---- Dati del compito
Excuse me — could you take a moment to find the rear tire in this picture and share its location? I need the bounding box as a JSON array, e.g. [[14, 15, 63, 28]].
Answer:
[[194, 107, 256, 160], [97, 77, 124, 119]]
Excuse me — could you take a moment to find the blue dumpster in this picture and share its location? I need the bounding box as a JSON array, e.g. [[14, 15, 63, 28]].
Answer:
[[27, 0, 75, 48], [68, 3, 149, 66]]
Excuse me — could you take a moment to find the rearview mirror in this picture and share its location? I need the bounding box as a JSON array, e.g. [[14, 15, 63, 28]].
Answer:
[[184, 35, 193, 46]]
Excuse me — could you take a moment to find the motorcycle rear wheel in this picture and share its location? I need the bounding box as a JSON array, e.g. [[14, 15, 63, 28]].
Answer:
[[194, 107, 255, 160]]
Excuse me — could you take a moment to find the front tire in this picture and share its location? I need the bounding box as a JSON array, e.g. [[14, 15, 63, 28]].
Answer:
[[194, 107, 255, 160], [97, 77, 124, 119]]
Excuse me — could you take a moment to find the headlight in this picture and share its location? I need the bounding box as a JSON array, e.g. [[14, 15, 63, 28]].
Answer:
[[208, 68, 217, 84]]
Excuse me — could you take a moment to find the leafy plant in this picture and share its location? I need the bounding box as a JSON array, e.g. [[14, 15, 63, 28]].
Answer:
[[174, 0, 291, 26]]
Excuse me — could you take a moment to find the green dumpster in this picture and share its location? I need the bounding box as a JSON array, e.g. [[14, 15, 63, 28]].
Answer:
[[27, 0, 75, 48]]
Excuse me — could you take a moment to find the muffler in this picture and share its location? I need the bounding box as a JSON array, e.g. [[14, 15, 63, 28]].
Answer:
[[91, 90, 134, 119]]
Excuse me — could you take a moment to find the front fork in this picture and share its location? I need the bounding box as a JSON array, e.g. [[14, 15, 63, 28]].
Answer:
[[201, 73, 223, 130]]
--------
Consegna e requisiti:
Riscrivi tutti i record qui sopra sostituendo "JSON array" con "JSON list", senza modificare nient'altro.

Risultato del compito:
Excuse me — could you take a moment to find the rear tire in this picture and share its location? I need the bounding box as a JSON list, e.g. [[14, 15, 63, 28]].
Answer:
[[194, 107, 256, 160], [97, 77, 124, 119]]
Excuse me — could you take a moment to find the blue dumpster in this picture and share its location? I need the bounding box as a JSON list, e.g. [[14, 15, 63, 28]].
Answer:
[[27, 0, 75, 48], [68, 3, 149, 66]]
Excuse me — could you take a moment to find the rearview mirror in this picture and share its location? I need the bounding box as a JSON list, e.g. [[14, 15, 63, 28]].
Answer:
[[184, 35, 193, 46]]
Excuse me — could you take a moment to find the motorcycle rear wheel in this picture and share its location? I need the bounding box as a JSON list, e.g. [[14, 15, 63, 28]].
Answer:
[[194, 107, 255, 160]]
Excuse me — could you take a moment to find the front tire in this picture and share its location? I need the bounding box as a JSON list, e.g. [[14, 15, 63, 28]].
Answer:
[[194, 107, 255, 160], [97, 77, 124, 119]]
Excuse me — could you take a moment to find the headlight in this picture and share its location? I need the bounding box as a JSON list, e.g. [[14, 15, 63, 28]].
Answer:
[[208, 68, 217, 84]]
Excuse me — could you take a moment to find the leafy plant in this picture and share its location? I need the bounding box as a JSON list, e.g. [[14, 15, 63, 28]].
Answer:
[[174, 0, 291, 26]]
Excuse me — could you take a moment to find the green dumpster in this picture and share its location? I need the bounding box as a JSON list, e.g. [[14, 15, 63, 28]].
Answer:
[[27, 0, 75, 48]]
Excuse me — could you take a moment to find the muffler in this picture and share its location? I need the bounding box as a JSON list, e.g. [[14, 15, 63, 28]].
Answer:
[[91, 90, 134, 119]]
Excuse me — could you take a moment to find the front fork in this picture and share its location? I need the bounding box as a JSON list, e.g. [[14, 15, 63, 28]].
Answer:
[[201, 73, 223, 130]]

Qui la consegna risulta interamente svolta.